-- START --
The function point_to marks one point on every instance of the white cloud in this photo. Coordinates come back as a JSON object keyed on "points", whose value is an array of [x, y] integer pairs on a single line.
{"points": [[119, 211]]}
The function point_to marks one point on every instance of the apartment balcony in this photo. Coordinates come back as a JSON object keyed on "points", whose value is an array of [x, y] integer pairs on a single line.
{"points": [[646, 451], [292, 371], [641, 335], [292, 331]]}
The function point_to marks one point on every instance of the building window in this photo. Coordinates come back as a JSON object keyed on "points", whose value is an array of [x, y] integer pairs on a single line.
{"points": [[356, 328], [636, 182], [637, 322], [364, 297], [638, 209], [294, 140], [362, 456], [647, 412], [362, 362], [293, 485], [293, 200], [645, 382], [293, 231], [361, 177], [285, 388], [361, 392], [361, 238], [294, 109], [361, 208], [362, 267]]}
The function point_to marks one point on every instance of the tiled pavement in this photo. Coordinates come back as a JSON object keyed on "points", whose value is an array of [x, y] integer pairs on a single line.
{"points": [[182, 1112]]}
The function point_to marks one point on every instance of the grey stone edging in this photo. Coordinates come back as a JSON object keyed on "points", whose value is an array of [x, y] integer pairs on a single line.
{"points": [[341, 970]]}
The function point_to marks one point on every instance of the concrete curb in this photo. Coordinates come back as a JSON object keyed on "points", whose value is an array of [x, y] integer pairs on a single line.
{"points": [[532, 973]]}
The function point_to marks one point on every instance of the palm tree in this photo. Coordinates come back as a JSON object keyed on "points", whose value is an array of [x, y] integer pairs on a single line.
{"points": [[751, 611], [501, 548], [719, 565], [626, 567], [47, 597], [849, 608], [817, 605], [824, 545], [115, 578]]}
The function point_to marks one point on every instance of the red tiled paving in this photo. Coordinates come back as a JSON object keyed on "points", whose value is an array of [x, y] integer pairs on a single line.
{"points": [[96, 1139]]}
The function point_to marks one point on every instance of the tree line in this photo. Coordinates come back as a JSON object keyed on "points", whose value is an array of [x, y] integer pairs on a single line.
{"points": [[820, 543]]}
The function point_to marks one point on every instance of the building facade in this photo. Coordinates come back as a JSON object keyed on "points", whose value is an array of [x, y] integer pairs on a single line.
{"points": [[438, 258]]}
-- END --
-- START --
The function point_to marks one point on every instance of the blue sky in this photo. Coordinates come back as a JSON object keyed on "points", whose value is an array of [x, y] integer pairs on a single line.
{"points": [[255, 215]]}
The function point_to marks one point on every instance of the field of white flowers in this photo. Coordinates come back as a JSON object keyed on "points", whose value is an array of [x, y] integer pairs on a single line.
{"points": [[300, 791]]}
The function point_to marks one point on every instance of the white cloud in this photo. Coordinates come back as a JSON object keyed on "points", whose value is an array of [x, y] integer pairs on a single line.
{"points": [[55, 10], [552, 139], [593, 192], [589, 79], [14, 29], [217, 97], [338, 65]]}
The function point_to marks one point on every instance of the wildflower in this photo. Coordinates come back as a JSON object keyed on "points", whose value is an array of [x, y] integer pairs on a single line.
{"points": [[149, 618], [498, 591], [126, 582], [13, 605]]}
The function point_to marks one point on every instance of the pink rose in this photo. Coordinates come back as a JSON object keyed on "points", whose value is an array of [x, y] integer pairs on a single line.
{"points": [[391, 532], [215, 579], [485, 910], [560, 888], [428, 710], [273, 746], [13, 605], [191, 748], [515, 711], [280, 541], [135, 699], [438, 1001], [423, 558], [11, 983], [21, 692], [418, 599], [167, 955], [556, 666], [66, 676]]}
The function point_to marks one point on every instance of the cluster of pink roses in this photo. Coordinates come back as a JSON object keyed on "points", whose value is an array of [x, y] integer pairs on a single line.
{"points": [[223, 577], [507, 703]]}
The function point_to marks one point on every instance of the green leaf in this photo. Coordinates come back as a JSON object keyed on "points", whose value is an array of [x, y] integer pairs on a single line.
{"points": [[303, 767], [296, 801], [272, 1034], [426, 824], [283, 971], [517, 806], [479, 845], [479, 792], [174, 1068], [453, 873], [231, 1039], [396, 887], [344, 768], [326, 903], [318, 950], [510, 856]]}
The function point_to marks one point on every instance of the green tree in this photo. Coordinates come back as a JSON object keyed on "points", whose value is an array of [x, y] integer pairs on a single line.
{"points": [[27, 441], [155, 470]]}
-- END --
▶ **Objective**
Tally the lines in the entries above that contain the string "green". Reply with the count alone.

▶ **Output of the exercise**
2